Polecenia do wykonania:
**a.** Przepisz fragment tekstu o szczelinowaniu, który zaczyna się od słów zawierających "Matt Ridley 2022-04-02", a kończy na "Ukrainie szaleje wojna.". Zastąp w nim "Rosji" słowem "Norwegii".
**b.** Odpowiedz krótko na pytania dotyczące tekstu o szczelinowaniu.
(i) Ile Wielka Brytania wyda w tym roku na gaz ziemny z Rosji?
(ii) Do jakiej kwoty rocznie mogą dojść rachunki gospodarstw domowych?
(iii) Gdzie znajduje się pole łupkowe ze zdjęcia z drona?
**c.** Dopisz dalszy ciąg tekstu o szczelinowaniu, zaczynając od miejsca, w którym się kończy.

Tekst do czytania:
——————

Odmowa szczelinowania jest szaleństwem


Matt Ridley 2022-04-02

Zdjęcie z drona pola łupkowego przy Preston New Road, w Lancashire
Zdjęcie z drona pola łupkowego przy Preston New Road, w Lancashire

Ceny gazu szybują dzięki Władimirowi Putinowi, który trzyma za gardło rynek energetyczny Europy. Wielka Brytania wyda w tym roku osłupiające DWA MILIARDY funtów na gaz ziemny z Rosji, podczas gdy na Ukrainie szaleje wojna.


Rachunki gospodarstw domowych poszybują jeszcze wyżej niż już to zrobiły i mogą dojść do 3000 funtów rocznie. Takie rzeczy dzieją się, kiedy polegasz na imporcie energii. A tym, co czyni całą sprawę jeszcze bardziej szaloną, jest to, że nie musimy tego robić. Mamy zapasy we własnym kraju.

——————

Wybrane wiersze:
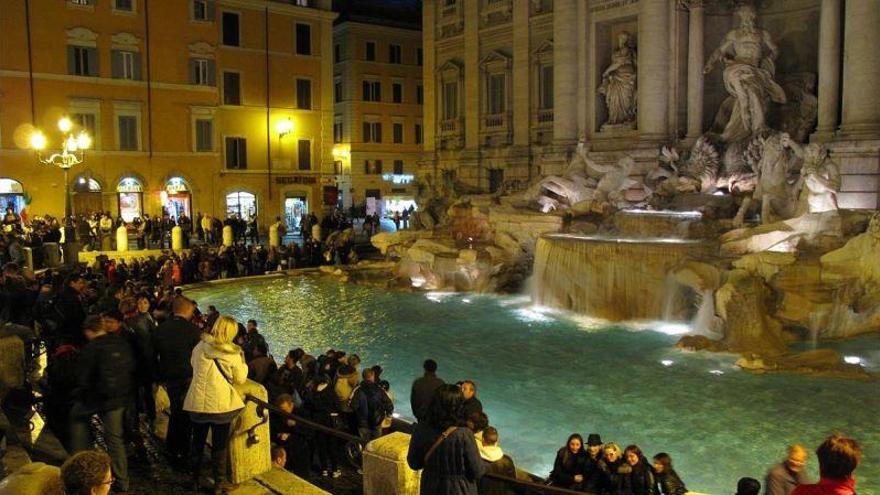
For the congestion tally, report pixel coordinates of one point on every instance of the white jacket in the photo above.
(209, 391)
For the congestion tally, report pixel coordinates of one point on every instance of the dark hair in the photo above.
(445, 408)
(748, 486)
(83, 471)
(838, 457)
(664, 459)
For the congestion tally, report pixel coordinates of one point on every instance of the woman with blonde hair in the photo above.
(212, 401)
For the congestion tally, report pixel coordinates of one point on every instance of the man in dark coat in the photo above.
(370, 404)
(104, 382)
(173, 342)
(423, 389)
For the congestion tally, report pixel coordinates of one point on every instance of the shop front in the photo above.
(130, 192)
(177, 198)
(11, 195)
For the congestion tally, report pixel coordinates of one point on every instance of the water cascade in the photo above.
(611, 277)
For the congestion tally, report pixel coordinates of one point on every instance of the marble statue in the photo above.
(619, 84)
(748, 54)
(820, 178)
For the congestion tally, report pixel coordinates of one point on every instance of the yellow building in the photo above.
(378, 93)
(213, 106)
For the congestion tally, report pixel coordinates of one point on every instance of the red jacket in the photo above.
(828, 487)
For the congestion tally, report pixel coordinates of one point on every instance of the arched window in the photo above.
(241, 204)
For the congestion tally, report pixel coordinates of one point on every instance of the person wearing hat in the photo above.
(593, 477)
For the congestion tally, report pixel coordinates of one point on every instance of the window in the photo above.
(231, 29)
(201, 71)
(204, 135)
(304, 94)
(86, 122)
(203, 10)
(450, 100)
(496, 94)
(128, 133)
(393, 54)
(125, 64)
(82, 61)
(236, 153)
(372, 132)
(303, 39)
(372, 91)
(546, 87)
(231, 88)
(373, 167)
(304, 154)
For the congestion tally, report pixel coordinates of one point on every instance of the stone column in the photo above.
(653, 75)
(564, 71)
(861, 69)
(829, 66)
(696, 56)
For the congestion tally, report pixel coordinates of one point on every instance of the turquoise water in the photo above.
(543, 376)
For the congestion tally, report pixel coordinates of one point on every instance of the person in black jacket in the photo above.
(173, 342)
(668, 481)
(104, 382)
(639, 478)
(423, 389)
(570, 464)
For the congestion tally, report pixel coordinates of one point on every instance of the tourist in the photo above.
(593, 476)
(748, 486)
(496, 462)
(87, 473)
(639, 479)
(173, 343)
(471, 403)
(783, 478)
(667, 480)
(104, 383)
(211, 400)
(445, 451)
(613, 469)
(371, 405)
(293, 438)
(570, 464)
(423, 389)
(838, 457)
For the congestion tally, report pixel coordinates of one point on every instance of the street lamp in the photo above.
(72, 152)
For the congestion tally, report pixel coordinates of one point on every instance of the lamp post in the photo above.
(72, 153)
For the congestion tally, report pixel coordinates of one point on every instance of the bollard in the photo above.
(122, 239)
(176, 238)
(274, 240)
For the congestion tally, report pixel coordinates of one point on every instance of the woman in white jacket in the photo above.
(211, 400)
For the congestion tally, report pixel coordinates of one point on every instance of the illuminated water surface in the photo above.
(542, 376)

——————

Zestaw odpowiedzi:
**a.**
Matt Ridley 2022-04-02

Zdjęcie z drona pola łupkowego przy Preston New Road, w Lancashire
Zdjęcie z drona pola łupkowego przy Preston New Road, w Lancashire

Ceny gazu szybują dzięki Władimirowi Putinowi, który trzyma za gardło rynek energetyczny Europy. Wielka Brytania wyda w tym roku osłupiające DWA MILIARDY funtów na gaz ziemny z Norwegii, podczas gdy na Ukrainie szaleje wojna.

**b.**
(i) Dwa miliardy funtów.
(ii) Do 3000 funtów rocznie.
(iii) Przy Preston New Road, w Lancashire.

**c.**
Pod Lancashire i Yorkshire leży jeden z najlepszych rezerwuarów gazu ziemnego na świecie, znany jako Bowland Shale. Przy obecnych cenach tylko dziesięć procent tego gazu jest warte kilka trylionów funtów i może zaopatrzyć Wielką Brytanię w gaz na pięćdziesiąt lat. A niezależnie od tego, co się zdarzy, będziemy potrzebowali gazu przez dziesięciolecia do uzupełniania farm wiatrowych, kiedy wiatr nie wieje, do ogrzewania domów i produkowania niezbędnych substancji chemicznych dla przemysłu.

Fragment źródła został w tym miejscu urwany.